>> begin
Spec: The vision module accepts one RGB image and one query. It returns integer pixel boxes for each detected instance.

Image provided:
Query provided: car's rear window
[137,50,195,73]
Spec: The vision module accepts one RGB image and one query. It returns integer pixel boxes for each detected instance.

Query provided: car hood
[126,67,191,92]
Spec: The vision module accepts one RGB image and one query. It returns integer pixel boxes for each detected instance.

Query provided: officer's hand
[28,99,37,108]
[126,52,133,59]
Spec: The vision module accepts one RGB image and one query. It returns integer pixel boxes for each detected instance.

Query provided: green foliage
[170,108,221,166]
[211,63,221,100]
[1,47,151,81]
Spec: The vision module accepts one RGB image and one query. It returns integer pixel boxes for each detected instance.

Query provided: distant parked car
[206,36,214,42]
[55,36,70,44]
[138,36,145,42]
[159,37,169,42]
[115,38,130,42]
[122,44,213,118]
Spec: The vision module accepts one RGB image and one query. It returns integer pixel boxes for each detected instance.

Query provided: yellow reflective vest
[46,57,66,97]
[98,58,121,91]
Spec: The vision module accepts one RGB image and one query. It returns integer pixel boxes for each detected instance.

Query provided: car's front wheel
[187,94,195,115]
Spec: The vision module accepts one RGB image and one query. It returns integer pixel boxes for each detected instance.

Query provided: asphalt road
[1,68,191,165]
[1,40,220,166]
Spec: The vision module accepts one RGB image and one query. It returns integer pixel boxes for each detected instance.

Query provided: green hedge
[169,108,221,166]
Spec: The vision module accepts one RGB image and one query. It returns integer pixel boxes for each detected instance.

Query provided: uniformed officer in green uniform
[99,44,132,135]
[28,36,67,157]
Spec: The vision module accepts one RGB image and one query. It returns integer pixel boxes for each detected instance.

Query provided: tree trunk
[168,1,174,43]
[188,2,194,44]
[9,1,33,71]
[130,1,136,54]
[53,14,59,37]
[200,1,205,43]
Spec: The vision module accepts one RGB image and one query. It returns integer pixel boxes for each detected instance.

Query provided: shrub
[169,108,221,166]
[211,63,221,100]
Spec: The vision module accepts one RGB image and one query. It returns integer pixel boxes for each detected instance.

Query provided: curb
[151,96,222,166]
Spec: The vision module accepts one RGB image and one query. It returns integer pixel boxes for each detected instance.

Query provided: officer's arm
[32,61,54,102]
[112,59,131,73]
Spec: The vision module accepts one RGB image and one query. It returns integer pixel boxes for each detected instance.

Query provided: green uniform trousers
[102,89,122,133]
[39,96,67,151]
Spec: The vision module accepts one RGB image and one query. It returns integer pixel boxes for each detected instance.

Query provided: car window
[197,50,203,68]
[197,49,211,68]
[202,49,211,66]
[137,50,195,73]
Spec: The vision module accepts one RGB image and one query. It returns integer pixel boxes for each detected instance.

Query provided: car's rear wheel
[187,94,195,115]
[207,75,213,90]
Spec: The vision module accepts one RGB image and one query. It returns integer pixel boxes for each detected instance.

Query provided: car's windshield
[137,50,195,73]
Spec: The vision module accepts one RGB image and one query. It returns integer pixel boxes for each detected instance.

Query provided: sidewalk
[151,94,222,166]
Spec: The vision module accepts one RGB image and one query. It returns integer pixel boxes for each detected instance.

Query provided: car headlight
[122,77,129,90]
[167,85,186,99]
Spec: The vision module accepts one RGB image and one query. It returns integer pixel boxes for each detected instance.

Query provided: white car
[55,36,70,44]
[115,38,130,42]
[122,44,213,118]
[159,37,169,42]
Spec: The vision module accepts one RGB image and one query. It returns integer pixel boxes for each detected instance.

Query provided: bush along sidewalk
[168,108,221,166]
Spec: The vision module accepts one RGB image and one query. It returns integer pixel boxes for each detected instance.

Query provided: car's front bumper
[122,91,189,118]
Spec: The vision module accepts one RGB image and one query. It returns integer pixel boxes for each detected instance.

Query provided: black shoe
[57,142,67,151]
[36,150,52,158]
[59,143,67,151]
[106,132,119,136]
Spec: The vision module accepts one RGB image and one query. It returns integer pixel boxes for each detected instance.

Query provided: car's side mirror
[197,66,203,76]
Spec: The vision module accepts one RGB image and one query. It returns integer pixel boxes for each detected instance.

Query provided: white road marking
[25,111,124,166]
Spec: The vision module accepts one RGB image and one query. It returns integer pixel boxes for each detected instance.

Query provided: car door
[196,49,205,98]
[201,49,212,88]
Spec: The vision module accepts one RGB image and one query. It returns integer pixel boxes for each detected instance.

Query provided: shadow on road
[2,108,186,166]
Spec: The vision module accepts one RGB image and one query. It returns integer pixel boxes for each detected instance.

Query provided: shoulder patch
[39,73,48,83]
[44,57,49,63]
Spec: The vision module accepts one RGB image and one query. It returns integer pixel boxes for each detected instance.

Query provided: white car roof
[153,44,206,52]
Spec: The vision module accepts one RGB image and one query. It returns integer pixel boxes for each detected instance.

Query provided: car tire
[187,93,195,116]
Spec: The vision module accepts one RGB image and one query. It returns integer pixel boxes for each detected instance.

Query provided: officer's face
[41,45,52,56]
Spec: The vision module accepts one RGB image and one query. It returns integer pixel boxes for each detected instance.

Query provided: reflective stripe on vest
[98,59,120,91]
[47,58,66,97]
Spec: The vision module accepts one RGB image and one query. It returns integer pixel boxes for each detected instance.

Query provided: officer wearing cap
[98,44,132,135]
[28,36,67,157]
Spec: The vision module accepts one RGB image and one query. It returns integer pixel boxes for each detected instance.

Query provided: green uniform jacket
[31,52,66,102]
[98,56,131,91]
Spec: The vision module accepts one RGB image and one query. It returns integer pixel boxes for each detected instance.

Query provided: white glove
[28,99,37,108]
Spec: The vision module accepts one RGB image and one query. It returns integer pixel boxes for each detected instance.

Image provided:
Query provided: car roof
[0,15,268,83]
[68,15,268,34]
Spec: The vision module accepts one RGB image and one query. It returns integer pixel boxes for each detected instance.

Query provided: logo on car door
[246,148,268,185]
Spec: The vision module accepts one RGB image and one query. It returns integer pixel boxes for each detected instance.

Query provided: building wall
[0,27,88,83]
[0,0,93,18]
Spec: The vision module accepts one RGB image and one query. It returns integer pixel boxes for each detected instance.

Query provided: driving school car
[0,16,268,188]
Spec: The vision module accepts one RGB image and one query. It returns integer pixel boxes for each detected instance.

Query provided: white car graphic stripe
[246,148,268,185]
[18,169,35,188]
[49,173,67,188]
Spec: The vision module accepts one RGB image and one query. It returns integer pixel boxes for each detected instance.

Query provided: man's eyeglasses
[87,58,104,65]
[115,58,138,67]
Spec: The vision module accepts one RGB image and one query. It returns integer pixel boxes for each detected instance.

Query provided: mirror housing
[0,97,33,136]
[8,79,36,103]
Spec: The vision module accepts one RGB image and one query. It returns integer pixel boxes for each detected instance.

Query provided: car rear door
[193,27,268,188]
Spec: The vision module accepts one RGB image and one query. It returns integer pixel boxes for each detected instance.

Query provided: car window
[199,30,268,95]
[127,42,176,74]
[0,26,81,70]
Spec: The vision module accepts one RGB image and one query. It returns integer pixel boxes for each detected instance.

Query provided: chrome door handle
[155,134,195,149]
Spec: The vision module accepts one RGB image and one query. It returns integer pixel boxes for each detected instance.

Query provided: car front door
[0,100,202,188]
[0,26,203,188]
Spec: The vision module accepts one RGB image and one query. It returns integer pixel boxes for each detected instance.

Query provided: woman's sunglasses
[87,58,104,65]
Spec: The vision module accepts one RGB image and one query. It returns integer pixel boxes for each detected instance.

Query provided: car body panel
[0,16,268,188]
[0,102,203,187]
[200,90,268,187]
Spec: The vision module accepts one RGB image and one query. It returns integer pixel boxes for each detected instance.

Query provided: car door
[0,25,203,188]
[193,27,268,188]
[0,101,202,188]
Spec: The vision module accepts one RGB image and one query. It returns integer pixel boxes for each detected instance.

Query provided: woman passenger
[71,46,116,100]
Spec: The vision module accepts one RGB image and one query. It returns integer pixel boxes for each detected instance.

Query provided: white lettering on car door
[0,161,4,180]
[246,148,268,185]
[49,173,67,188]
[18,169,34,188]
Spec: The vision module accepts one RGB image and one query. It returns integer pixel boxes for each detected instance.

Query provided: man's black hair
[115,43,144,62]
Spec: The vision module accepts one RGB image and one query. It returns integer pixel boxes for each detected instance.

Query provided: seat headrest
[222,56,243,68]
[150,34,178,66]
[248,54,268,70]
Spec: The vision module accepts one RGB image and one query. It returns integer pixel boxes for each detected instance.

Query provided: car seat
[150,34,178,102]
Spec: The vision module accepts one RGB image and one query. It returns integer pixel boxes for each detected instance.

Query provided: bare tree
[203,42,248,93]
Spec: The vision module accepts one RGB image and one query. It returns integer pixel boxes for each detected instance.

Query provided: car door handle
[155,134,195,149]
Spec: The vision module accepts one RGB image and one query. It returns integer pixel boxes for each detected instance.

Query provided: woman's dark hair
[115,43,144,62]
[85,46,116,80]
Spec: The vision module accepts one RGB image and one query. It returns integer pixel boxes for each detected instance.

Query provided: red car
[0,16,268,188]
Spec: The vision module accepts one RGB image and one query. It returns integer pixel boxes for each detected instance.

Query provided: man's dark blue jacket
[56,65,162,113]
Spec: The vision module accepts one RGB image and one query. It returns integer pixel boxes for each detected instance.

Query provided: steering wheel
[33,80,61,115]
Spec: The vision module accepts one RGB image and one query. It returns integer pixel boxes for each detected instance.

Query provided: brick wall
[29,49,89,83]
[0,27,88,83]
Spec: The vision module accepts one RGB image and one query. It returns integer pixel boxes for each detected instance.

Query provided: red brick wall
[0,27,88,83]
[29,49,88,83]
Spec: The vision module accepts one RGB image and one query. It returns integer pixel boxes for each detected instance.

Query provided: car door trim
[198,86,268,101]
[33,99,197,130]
>> end
» Your task
Write out the entries above again, keeping every line, beginning at the very start and stopping after the line that contains "[126,52,133,59]". Shift each bounding-box coordinate in the answers by -30.

» Answer for the task
Spec: The vision module accepts one RGB image and one query. It returns integer pixel boxes for each detected instance.

Image provided:
Query provided: car's rear window
[107,20,165,43]
Spec: The vision module accepts one RGB image and one query. It returns integer pixel boxes for each detected instance.

Query provided: car hood
[96,37,161,62]
Spec: The vision module accepts one RGB image and one query. It returns integer pixel boxes for each detected instance.

Query provided: officer's hand
[-2,69,7,78]
[96,22,103,29]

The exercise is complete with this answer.